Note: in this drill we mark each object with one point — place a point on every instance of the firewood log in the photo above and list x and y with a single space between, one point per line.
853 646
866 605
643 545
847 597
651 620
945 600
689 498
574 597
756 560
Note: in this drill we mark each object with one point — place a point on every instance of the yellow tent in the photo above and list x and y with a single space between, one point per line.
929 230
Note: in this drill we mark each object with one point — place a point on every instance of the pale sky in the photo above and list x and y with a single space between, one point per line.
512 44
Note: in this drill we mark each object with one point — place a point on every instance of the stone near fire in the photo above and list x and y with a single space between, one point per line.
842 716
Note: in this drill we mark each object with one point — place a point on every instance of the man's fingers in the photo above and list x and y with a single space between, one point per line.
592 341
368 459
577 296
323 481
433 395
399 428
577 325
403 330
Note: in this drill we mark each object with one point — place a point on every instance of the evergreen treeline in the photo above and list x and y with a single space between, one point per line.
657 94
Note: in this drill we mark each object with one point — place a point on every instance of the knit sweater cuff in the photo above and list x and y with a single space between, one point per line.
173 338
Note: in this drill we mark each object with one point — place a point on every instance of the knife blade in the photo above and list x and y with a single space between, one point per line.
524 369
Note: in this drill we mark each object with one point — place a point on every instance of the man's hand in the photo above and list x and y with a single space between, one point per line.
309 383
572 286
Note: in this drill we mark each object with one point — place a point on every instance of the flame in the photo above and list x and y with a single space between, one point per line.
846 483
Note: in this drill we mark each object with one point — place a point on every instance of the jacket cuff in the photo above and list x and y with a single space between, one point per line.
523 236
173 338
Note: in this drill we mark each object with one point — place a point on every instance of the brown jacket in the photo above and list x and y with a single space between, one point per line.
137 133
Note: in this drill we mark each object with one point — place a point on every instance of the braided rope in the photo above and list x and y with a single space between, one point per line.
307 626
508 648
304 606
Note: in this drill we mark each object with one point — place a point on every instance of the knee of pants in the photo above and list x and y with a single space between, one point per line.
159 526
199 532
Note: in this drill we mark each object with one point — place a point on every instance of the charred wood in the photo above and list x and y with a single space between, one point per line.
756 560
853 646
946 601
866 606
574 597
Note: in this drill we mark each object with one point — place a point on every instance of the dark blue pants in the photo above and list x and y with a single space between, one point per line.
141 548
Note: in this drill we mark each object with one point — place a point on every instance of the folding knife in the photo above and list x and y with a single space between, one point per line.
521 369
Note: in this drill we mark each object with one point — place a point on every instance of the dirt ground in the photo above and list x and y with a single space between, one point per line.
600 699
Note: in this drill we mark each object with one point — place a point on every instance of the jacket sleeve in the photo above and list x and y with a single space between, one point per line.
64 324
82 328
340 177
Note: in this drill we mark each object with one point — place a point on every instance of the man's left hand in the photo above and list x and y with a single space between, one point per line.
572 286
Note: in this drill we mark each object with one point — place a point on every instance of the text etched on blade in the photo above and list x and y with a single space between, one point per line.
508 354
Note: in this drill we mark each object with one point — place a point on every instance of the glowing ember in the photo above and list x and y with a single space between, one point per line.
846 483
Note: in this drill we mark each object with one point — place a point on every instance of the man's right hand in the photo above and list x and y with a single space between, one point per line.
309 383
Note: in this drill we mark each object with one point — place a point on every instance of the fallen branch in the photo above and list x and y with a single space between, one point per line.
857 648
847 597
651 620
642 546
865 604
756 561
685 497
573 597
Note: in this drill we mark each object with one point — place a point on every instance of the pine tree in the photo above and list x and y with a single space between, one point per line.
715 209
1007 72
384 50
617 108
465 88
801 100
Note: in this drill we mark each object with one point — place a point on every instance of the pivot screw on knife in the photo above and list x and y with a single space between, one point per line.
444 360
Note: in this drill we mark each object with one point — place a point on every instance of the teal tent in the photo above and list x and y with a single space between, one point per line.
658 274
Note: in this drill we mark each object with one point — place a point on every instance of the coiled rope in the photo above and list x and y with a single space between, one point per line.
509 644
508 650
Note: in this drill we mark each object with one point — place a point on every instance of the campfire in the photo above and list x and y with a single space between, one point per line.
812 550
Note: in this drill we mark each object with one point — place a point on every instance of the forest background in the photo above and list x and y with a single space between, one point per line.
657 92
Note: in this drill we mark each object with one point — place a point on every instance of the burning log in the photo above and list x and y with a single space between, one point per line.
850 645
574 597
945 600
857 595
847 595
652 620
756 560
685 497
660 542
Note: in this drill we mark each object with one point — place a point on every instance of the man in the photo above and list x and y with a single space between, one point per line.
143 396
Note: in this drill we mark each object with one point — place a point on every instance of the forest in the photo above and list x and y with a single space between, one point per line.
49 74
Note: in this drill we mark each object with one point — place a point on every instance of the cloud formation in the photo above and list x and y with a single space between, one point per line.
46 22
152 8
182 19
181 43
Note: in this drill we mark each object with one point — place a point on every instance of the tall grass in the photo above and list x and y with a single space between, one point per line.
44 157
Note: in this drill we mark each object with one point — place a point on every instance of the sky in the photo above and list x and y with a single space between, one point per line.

#### What is needed
Give an exact transcription of all the material.

#### Exercise output
Note: in this drill we mark each object with one point — place a point on every instance of the firewood log in the photo above and list x and y with a single space between, one point per line.
853 646
866 605
643 545
847 597
651 620
945 600
689 498
574 597
756 560
Note: in this drill we mark each object with one point — place a point on every instance of the yellow tent in the photo above and list x and y with a single space between, one point per line.
929 230
Note: in this drill we mark each object with one point — place a point on every instance of the pale sky in the photo above and list x and y with a single space between, one point per line.
512 44
Note: in this drill we mark each object with one point — place a point on every instance of the stone near fire in the photo above and list x and y with a single space between, one point per line.
842 716
Note: in this drill we mark each object with one point — place a point on every instance of the man's fingers in the photo above and list x and y with a single space between, one point per line.
592 341
368 459
577 296
323 481
433 395
399 428
577 325
403 330
Note: in this drill we mark each object with one point — place a point on every instance of the evergreen treeline in the photo above and list x and y with a single space between, one point per line.
657 94
Note: in this drill we mark each object with one point — place a point on every instance of the knit sweater cuff in the photo above and list x and y with a single space between, one point per line.
173 338
Note: in this drill we mark each object with one point — place a point on every instance of the knife blade in the photo above and list x and y with a single space between, one point per line.
524 369
Note: in this drill we mark each object with one point — place a point on every instance of the man's hand in the photo above and list x and y with a single space between, one point per line.
309 383
572 286
Note: in this drill we mark each object with one point — place a point on every instance of the flame in the photo above and list x and y with a single space between, one point per line.
846 483
Note: in this drill we mark each object with one point — place a point on every instance of the jacket cuff in the photo above and list x and y with a single space between, one point per line.
523 236
173 338
Note: in this drill we mark each object with one point — place a point on every instance of the brown jacket in the photo above and list x and y with a single space between, one point per line.
137 133
Note: in this drill we mark each object with one point — place a point on every instance of the braided rope in the photo above and list x and y with a single space between, one point per line.
307 626
508 648
304 606
Note: in this drill we mark each object with one point — place a point on every instance of the knee of pants in the photo above and list x and y with a single space between, one point per line.
159 526
199 532
Note: in this drill we mark each object with one point — place a point on every instance of the charred wood in the photo above and list x and y with a single space between, one point per line.
756 560
853 646
946 601
866 606
574 597
Note: in this drill we mark each object with one point — place a point on every instance of the dark blue pants in the photo above and list x and y with a single space between, one point per line.
141 548
Note: in this drill we mark each object with one point — place a point on every instance of the folding knife in the photo above and list x and y with a single space between, one point per line.
521 369
Note: in this drill we mark each object with one point — place a point on every instance of the dirt ground in the photo above and list x and y with a single space between, one point per line.
600 699
Note: in this drill we mark each object with one point — place a point on every instance of the jacket sleeve in the photo above and list x and y with a single space between, one point per line.
64 324
82 328
340 177
Note: in this drill we mark each object with one point — place a point on every instance of the man's left hand in the photo above and list x and y with a single space between, one point per line.
572 286
Note: in this drill we mark each object with one point — place a point on every instance of the text etched on blade in the photo above and list x and y with a single space between, one point per line.
508 354
Note: in this drill we mark each object with one point — place a point on every instance of the glowing ember in the photo above and list x and y with a single space between, one point per line.
846 483
Note: in this drill we mark each object with one point — place a point on every instance of the man's right hand in the photo above and list x and y with a single space between, one point per line.
309 383
Note: in this drill we mark each object with one point — place a point on every instance of the fallen branch in the photo above and list x and y with a single space between, one point per line.
857 648
847 597
651 620
642 546
865 604
756 561
685 497
573 597
Note: in this drill we mark each object with one point — place a point on every instance of the pine tree in the photo above and list x and y with a single space between, one point per line.
715 209
1007 72
384 50
617 108
465 88
801 100
Note: in this drill we mark each object with one point — place a point on every instance of the pivot screw on knife in the photo above and list x and y with a single space between, one point per line.
444 360
Note: in this drill we mark each object with one point — place a point on every instance of the teal tent in the photo above and list x and y with a single space between, one point per line.
658 274
Note: in this drill we mark each object with one point — place a point on every instance of the coiled rope in the photo above and list x and y with a single space between, one point per line.
509 644
508 650
Note: in this drill we mark each object with one point — place a point on every instance of the campfire in the photo above and list x and y with a single space between, one point per line.
812 550
Note: in this drill we mark each object with one point — place a point on every instance of the forest background in the photo above and list x and y with a single space between, one point per line.
657 92
Note: in this drill we mark each object with one point — place a point on every instance of the burning log in the photo above and list x and y with a single space between, one point per line.
850 645
574 597
945 600
857 595
847 595
652 620
756 560
685 497
660 542
Note: in this drill we mark each object with one point — place a point on every instance of the man in the photo above and list x and y with a single space between, one point per line.
143 396
Note: in this drill we mark each object with one point — place a point on every instance of the forest in the photo above and list x and y with a single space between, one point per line.
49 74
Note: in this drill we mark each object with one point — place a point on every instance of the cloud formation in the photo above and list x and y with a single space between, one point per line.
46 22
152 8
182 19
181 43
Note: in this drill we mark each object with one point — place a point on every instance of the tall grass in the photo above and list x and y with a single space between, one point per line.
44 157
Note: in this drill we mark each object with one point — place a point on every instance of the sky in the photo above and list x and y with a single space between, one point per line.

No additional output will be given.